What is required -
Resize the records between the lines holding "Trail camera review — mark every bare" and "xmin=398 ymin=0 xmax=702 ymax=498", inclusive, and write out all of those lines again and only those. Multiply each answer's box coordinates by 2.35 and round to whole numbers, halves up. Leave the sample coordinates and all other wording unchanged.

Dataset records -
● ● ● ● ●
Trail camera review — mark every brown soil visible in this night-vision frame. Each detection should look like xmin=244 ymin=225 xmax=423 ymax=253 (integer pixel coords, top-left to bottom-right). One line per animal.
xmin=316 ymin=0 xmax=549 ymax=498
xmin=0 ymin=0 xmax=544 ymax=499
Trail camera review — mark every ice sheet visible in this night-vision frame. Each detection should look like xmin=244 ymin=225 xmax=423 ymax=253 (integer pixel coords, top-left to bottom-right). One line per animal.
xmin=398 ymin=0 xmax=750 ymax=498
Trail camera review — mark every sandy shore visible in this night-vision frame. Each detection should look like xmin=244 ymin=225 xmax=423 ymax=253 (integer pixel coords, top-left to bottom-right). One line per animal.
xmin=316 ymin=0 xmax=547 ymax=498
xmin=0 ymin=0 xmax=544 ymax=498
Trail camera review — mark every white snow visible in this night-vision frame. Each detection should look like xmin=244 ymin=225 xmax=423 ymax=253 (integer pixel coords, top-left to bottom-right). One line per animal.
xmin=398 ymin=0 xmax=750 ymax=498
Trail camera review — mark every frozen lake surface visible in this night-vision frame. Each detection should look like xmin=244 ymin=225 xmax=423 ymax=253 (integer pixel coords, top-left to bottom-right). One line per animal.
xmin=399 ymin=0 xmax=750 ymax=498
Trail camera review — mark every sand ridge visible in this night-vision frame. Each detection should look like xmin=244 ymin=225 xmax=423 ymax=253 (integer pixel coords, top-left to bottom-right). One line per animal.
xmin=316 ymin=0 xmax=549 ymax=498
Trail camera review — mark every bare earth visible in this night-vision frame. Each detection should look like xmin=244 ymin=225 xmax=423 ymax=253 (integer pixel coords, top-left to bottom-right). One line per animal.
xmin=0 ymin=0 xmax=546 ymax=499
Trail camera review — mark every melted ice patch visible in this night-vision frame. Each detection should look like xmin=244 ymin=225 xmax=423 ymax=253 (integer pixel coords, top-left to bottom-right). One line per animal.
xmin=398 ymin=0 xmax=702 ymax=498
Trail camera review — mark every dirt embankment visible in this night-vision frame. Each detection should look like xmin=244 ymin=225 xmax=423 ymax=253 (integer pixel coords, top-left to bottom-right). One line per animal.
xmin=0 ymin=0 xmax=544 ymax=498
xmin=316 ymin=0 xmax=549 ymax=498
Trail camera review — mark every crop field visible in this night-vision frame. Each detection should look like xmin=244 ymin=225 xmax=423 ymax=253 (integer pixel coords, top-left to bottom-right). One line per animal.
● ● ● ● ●
Full solution -
Trail camera review — mark every bare earth visible in this night-vision frame. Each detection should look like xmin=244 ymin=225 xmax=423 ymax=253 (integer pixel coords, top-left to bottom-right). One line per animal.
xmin=0 ymin=0 xmax=1283 ymax=1173
Trail camera review — mark every melted ice patch visible in this night-vision frame. Each detection should look like xmin=244 ymin=225 xmax=423 ymax=253 (integer pixel coords, top-left to bottom-right). One line per animal.
xmin=935 ymin=0 xmax=1650 ymax=1170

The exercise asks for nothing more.